_Work to be completed_
Carry on the post about grouping a node's dependents in an incrementally built graph, starting right after its final sentence.

_Text shown_
+ + + +

You could compute this graph:



Graph diagram



If we used a as the start node we can see that of the dependents of a, both c and d have a dependent of g. And f has a dependent of e and a.



Notice that a has no impact on b at all, so it should not be taken into account when deciding how to group the dependents of a.



Using a as the start node, we'd want to get this grouped sets of dependents:



groups = {{c, d}, {e, f}}


c and d have direct or transitive downstream relations, and e and f together as well. But, for example, e and f have no dependent (downstream) relation at all with c or d either directly or indirectly (transitively). And b doesn't derive from a directly or indirectly, so it should not have any impact on deciding our grouping.



Also keep in mind that this graph is small for simplicity. It could be that transitive dependents happen much further down the subgraph than this example happens to have.





I did a bunch of paper research and indeed there are numerous solutions, however they don't have the performance characteristics I'm looking for. The graph is incrementally created over time, and at each stage I need to be able to answer this question so traversing the entire graph each time is a dealbreaker.



I think I have a major advantage that isn't referenced in the various approaches I could find: I have full control over the creation of the graph and the dependents are added in reverse topological order, so the graph is correctly sorted. With that in mind, I considered the obvious solution of computing the answer incrementally (dynamic programming).



I figured a bitmask would be a fast way to store and look up what dependents a given node has. When a dependent is added to a node, I would update that node's mask to include the bits of that dependent (which itself includes its dependents and so on)

+ + + +

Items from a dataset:
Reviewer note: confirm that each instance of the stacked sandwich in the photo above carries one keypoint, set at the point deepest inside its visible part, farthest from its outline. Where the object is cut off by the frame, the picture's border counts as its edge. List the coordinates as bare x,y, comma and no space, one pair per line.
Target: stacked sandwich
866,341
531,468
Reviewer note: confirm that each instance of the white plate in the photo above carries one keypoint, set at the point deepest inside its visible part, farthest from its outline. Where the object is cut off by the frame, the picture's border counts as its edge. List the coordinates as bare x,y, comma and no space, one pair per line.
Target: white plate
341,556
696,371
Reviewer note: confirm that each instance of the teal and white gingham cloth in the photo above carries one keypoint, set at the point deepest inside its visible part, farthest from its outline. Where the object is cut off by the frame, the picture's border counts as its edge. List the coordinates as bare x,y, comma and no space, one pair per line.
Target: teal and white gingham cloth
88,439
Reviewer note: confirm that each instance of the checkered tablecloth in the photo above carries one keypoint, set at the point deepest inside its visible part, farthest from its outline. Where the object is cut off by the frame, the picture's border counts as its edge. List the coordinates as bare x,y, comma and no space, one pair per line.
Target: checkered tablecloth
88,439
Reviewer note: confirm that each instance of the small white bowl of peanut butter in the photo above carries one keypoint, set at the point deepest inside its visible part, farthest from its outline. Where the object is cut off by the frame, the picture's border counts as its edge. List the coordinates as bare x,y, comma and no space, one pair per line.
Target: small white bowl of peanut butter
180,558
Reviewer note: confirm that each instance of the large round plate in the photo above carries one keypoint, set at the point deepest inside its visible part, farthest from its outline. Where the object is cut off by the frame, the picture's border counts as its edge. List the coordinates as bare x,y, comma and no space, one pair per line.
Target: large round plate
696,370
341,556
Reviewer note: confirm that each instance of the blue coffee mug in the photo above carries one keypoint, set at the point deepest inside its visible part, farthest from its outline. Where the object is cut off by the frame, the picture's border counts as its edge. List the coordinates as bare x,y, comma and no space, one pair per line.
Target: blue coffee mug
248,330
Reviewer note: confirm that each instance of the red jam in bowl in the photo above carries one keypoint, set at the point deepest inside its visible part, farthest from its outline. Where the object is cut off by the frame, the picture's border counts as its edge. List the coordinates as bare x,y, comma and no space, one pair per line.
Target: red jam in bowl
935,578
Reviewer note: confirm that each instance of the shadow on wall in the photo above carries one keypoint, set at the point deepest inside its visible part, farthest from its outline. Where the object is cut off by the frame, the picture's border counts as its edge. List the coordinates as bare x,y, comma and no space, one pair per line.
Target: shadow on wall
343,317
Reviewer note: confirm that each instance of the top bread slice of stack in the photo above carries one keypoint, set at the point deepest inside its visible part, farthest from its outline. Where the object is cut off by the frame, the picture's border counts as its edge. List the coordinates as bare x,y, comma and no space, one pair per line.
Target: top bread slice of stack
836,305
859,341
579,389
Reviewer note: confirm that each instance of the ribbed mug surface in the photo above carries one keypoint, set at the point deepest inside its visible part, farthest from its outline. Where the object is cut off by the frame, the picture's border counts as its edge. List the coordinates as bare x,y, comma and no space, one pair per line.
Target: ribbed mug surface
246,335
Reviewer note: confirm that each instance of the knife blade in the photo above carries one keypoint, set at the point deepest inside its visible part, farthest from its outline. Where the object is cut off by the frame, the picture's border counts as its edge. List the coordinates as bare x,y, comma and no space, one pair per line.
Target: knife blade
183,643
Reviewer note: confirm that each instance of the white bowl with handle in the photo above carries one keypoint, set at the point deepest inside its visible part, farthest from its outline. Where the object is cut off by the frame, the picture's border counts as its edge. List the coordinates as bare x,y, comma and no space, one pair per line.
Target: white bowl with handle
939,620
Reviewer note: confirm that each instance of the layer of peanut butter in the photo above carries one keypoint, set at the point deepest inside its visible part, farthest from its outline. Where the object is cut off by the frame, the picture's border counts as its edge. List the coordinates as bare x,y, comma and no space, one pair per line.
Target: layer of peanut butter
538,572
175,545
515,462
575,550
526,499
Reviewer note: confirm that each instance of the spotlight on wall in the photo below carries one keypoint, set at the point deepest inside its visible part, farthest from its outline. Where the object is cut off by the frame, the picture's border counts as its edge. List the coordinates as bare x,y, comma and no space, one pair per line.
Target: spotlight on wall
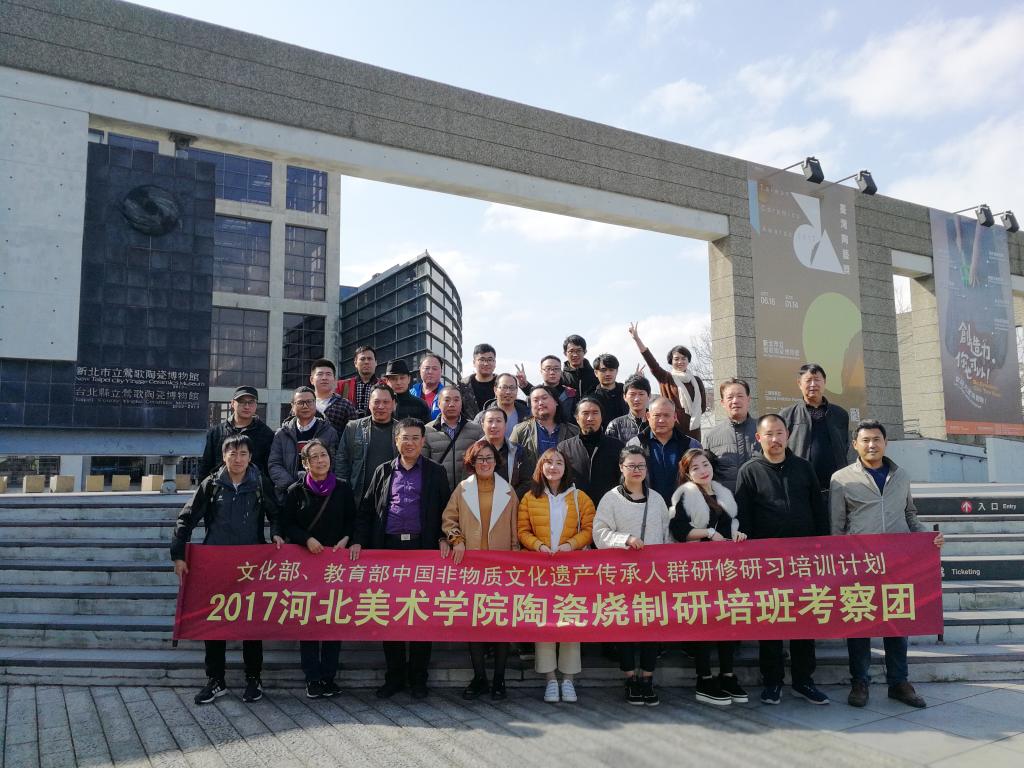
864,181
811,168
1010,221
983,213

+ + + +

_Answer to the problem_
let maskCounter = 0;

class Node {
constructor(name) {
this.name = name;
this.dependents = ;
this.mask = 1 << maskCounter;
maskCounter++;
}

addDependent(dependent) {
// Now our mask contains the bits representing all of
// its direct and transitive dependents
this.mask = this.mask | dependent.mask;

// Need to see if this dependent has a transitive
// dependent of its own that exists in one of the groups
for (const group of this.dependents) {
const result = group.mask & dependent.mask;

if (result) {
group.mask |= dependent.mask;
group.values.push(dependent);
return;
}
}

// If reached, this dependent has no transitive dependents
// of its own with any of this node's other dependents.
// That's confusing, huh?
this.dependents.push({
mask: dependent.mask,
values: [dependent]
});
}
}


The dependents would, however, need to be added in reverse order up the graph so that the graph sorted correctly and the top of the graph contains the masks of all its dependents.



const a = new Node('a');
const b = new Node('b');
const c = new Node('c');
const d = new Node('d');
const e = new Node('e');
const f = new Node('f');
const g = new Node('g');

b.addDependent(c);
b.addDependent(d);
c.addDependent(g);
d.addDependent(g);
e.addDependent(f);
a.addDependent(c);
a.addDependent(d);
a.addDependent(e);
a.addDependent(f);


The bitmasks would incrementally look like this:



b = b 00000010 | c 00000100
b = b 00000110 | d 00001000
c = c 00000100 | g 01000000
d = d 00001000 | g 01000000
e = e 00010000 | f 00100000
a = a 00000001 | c 01000100
a = a 01000101 | d 01001000
a = a 01001101 | e 00110000
a = a 01111101 | f 00100000
===========================
a = 01111101


At the end a has a mask of 01111101, each bit represents each of its downstream transitive dependents. Notice that the second to last bit is not flipped, that's the bit for b which does not depend on a at all.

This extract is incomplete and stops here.